── STORED DATA ──
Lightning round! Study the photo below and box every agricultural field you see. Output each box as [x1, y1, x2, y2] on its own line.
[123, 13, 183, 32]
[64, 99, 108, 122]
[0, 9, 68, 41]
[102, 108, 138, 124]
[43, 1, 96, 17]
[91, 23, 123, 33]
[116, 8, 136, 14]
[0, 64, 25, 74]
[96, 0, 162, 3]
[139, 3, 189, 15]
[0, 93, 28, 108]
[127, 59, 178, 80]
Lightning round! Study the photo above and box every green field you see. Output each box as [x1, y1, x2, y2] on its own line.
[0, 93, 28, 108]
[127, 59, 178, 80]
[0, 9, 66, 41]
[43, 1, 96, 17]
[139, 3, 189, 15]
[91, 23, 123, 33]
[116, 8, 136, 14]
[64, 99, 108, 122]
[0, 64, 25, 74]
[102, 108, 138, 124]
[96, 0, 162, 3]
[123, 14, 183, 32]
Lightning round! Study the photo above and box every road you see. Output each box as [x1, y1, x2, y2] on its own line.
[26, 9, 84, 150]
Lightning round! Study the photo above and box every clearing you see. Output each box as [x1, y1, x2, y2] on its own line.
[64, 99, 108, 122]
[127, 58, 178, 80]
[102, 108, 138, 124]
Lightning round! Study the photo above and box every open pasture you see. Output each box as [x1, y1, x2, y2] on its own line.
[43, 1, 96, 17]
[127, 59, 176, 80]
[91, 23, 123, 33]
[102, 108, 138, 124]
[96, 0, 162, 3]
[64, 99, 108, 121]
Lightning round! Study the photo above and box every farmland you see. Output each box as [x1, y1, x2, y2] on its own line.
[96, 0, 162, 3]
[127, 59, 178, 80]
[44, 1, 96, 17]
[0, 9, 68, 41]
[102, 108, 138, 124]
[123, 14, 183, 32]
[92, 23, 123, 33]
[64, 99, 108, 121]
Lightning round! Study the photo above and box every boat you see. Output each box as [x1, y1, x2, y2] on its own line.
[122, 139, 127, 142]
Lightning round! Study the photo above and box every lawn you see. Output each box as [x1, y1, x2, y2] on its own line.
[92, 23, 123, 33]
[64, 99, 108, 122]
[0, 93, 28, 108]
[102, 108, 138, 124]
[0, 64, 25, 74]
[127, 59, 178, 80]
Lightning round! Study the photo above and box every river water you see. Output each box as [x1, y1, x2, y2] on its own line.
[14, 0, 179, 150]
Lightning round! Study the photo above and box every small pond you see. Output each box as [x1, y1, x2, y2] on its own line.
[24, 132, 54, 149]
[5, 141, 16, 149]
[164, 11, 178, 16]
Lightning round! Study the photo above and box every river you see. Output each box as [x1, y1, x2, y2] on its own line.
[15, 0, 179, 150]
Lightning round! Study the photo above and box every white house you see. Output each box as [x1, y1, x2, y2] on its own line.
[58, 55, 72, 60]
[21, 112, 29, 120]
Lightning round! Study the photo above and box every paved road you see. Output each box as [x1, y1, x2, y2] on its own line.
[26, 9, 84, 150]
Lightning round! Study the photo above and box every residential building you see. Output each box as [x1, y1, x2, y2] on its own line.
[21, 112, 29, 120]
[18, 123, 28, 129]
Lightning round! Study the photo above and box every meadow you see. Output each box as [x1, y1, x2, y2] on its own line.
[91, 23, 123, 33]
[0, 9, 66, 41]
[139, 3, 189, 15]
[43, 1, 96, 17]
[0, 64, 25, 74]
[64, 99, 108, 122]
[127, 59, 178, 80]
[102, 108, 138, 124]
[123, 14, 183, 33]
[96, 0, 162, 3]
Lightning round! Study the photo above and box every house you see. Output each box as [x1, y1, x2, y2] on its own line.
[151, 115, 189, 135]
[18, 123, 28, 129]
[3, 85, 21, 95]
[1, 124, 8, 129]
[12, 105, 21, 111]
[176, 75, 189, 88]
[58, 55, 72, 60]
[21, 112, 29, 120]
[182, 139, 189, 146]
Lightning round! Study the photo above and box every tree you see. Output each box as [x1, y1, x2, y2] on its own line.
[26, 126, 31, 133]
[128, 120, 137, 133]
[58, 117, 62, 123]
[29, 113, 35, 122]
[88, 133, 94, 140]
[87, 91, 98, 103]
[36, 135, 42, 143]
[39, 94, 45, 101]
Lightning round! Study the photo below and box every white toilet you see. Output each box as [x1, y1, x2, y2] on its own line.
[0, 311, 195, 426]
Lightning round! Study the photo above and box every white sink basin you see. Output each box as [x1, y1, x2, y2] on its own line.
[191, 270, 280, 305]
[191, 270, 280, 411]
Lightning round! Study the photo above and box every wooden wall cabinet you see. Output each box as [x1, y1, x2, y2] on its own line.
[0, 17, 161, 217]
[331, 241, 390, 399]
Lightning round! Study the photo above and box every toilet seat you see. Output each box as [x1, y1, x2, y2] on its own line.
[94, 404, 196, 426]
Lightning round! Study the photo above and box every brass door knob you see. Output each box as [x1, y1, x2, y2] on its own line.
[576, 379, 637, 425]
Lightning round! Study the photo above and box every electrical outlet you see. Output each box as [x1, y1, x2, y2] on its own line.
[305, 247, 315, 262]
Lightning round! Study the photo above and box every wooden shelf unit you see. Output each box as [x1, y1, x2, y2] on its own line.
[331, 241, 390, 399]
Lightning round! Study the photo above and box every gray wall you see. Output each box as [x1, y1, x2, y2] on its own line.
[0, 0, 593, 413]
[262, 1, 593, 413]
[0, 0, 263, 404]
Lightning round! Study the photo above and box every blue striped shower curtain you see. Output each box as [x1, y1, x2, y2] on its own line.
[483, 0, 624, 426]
───
▶ **WRITTEN REQUEST**:
Repeat the data between the lines holding "Lightning round! Study the photo above and box every brass" and "[305, 247, 315, 262]", inclusive, swapping "electrical outlet" for "power socket" and leaving all else unchanged.

▶ **OUTPUT OF THE EXERCISE**:
Lightning round! Study the photo above and box every brass door knob you see. Output each box as [x1, y1, x2, y2] on its own line.
[576, 379, 637, 425]
Lightning round! Study the photo above and box every power socket you see. Output each box as [x1, y1, x2, y2] on its own line.
[305, 247, 315, 262]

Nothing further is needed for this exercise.